Request:
Can you rewrite all of the material below with "Identify" changed to "Locate" wherever it appears, leaving everything else untouched?

══ Given data

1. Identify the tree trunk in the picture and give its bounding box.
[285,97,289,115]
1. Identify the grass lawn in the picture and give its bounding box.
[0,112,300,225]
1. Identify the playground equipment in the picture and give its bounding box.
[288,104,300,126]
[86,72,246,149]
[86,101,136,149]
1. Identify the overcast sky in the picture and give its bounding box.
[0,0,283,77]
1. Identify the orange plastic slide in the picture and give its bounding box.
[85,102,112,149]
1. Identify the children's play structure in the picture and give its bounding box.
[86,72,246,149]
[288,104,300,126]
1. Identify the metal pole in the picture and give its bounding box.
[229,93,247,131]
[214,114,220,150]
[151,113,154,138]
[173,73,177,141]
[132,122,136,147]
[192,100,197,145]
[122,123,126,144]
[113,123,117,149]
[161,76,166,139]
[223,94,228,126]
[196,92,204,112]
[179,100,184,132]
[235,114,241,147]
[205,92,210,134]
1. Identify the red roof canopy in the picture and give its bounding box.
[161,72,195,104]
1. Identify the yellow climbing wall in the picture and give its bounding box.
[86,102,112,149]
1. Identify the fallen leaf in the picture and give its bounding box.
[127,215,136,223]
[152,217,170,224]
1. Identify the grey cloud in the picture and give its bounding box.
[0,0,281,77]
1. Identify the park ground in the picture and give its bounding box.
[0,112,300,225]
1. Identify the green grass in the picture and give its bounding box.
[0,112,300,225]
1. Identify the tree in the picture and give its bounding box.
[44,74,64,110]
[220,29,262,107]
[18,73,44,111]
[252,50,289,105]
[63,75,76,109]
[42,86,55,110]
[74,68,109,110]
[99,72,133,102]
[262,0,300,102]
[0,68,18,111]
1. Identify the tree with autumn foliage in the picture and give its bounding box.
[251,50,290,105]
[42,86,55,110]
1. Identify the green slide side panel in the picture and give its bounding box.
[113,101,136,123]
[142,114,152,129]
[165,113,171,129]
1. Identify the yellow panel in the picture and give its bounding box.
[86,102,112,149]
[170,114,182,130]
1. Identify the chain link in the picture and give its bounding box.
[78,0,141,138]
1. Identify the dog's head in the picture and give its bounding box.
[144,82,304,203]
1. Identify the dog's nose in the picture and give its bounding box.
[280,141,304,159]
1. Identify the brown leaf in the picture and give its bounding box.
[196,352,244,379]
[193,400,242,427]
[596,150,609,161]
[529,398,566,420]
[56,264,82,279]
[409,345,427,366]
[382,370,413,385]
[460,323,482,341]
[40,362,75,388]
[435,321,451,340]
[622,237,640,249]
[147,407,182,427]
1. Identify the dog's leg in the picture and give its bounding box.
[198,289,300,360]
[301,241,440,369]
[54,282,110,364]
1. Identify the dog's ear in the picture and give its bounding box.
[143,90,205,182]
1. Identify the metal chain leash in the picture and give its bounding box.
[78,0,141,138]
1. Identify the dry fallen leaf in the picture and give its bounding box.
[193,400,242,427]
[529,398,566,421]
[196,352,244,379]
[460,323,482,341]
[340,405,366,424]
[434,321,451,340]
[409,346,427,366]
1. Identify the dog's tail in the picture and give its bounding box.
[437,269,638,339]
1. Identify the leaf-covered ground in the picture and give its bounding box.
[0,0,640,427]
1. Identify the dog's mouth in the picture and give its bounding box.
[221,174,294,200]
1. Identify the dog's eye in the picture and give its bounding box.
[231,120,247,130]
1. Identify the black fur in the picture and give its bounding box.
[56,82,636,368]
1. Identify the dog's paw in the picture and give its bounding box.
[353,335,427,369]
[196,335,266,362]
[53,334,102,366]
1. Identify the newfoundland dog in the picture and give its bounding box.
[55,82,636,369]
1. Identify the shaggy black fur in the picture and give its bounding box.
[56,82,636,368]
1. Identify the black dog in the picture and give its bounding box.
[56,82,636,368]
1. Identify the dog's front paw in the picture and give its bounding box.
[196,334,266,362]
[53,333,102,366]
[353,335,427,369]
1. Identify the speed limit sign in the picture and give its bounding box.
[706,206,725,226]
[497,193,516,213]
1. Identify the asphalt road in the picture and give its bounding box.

════

Worked solution:
1. Locate the tree trunk in the picture and give its bounding box.
[285,97,289,115]
1. Locate the grass lawn in the picture and give its bounding box.
[0,112,300,225]
1. Locate the playground equipment in the picture and give its bounding box.
[288,104,300,126]
[86,72,246,149]
[86,101,136,149]
1. Locate the overcast sky in the picture and give its bounding box.
[0,0,283,77]
1. Locate the orange plastic slide in the picture and give its bounding box.
[85,102,112,149]
1. Locate the children's play structure in the picture and give its bounding box.
[86,72,246,149]
[288,104,300,126]
1. Locate the metal pole in the picture and give its bounding box.
[229,93,247,131]
[214,114,220,150]
[151,113,154,138]
[173,73,177,141]
[132,122,136,147]
[192,100,197,145]
[122,123,126,144]
[113,123,117,149]
[161,76,166,139]
[223,94,228,126]
[196,92,204,112]
[179,100,184,132]
[235,114,241,147]
[205,92,210,134]
1. Locate the red roof canopy in the picture and give its bounding box.
[161,72,195,104]
1. Locate the yellow climbing wall in the picture and give its bounding box.
[86,102,112,149]
1. Locate the fallen leaf in the picture and give its bounding box.
[127,215,136,223]
[152,217,170,224]
1. Locate the grey cloud in the picture and give its bounding box.
[0,0,281,77]
1. Locate the park ground in the picture and give its bounding box.
[0,112,300,225]
1. Locate the green grass in the picture and give its bounding box.
[0,112,300,225]
1. Locate the tree in the picture and give its bounding box.
[44,74,64,110]
[220,29,262,107]
[18,73,44,111]
[252,50,289,105]
[63,75,76,109]
[42,86,55,110]
[74,68,109,110]
[99,72,133,102]
[262,0,300,102]
[0,68,18,111]
1. Locate the tree with autumn foliage in the picture and give its bounding box.
[251,50,290,105]
[42,86,55,110]
1. Locate the green slide side panel in the picture and give its bounding box.
[113,101,136,123]
[142,114,152,129]
[165,113,171,129]
1. Locate the yellow panel in the picture and give its bounding box.
[86,102,112,149]
[170,114,182,130]
1. Locate the chain link in the picture and give its bounding box.
[78,0,141,138]
1. Locate the dog's head in the picture and give its bounding box.
[144,82,304,203]
1. Locate the dog's nose in the picture and give its bounding box.
[280,141,304,159]
1. Locate the brown leaf in the picture and give its bounding box.
[196,352,244,379]
[193,400,242,427]
[596,150,609,161]
[529,398,566,420]
[56,264,82,279]
[409,345,427,366]
[382,370,413,385]
[460,323,482,341]
[40,362,75,388]
[435,321,451,340]
[622,237,640,249]
[147,407,182,427]
1. Locate the dog's leg in the picture and give its bounding box.
[198,289,300,360]
[301,241,440,369]
[54,282,110,364]
1. Locate the dog's ear in the picture and give its bounding box.
[143,90,205,182]
1. Locate the metal chain leash in the picture and give its bounding box.
[78,0,141,138]
1. Locate the dry fallen leaf in the picture and give its bounding box.
[193,400,242,427]
[529,398,566,421]
[196,352,244,379]
[460,323,482,341]
[340,405,366,424]
[434,321,451,340]
[409,346,427,366]
1. Locate the dog's tail in the picture and give its bounding box.
[437,269,638,339]
1. Locate the leaf-covered ground in the picture and give its bounding box.
[0,0,640,427]
1. Locate the dog's mouth in the picture and give its bounding box.
[221,174,294,200]
1. Locate the dog's eye in the picture and give its bounding box.
[231,120,247,130]
1. Locate the black fur in the picture and give its bounding box.
[56,82,636,368]
1. Locate the dog's paw in the picture and give its bounding box.
[353,335,427,369]
[196,335,266,362]
[53,334,102,366]
1. Locate the newfoundland dog in the picture and give its bounding box.
[55,82,636,369]
1. Locate the shaggy black fur in the picture and give its bounding box.
[56,82,636,368]
1. Locate the black dog in the picture and give its bounding box.
[56,82,636,368]
1. Locate the dog's front paw in the picture and give its bounding box.
[196,334,266,362]
[53,333,102,366]
[353,335,427,369]
1. Locate the speed limit sign in the picture and give its bounding box.
[706,206,725,226]
[497,193,516,213]
1. Locate the asphalt road in the picture and give its bounding box.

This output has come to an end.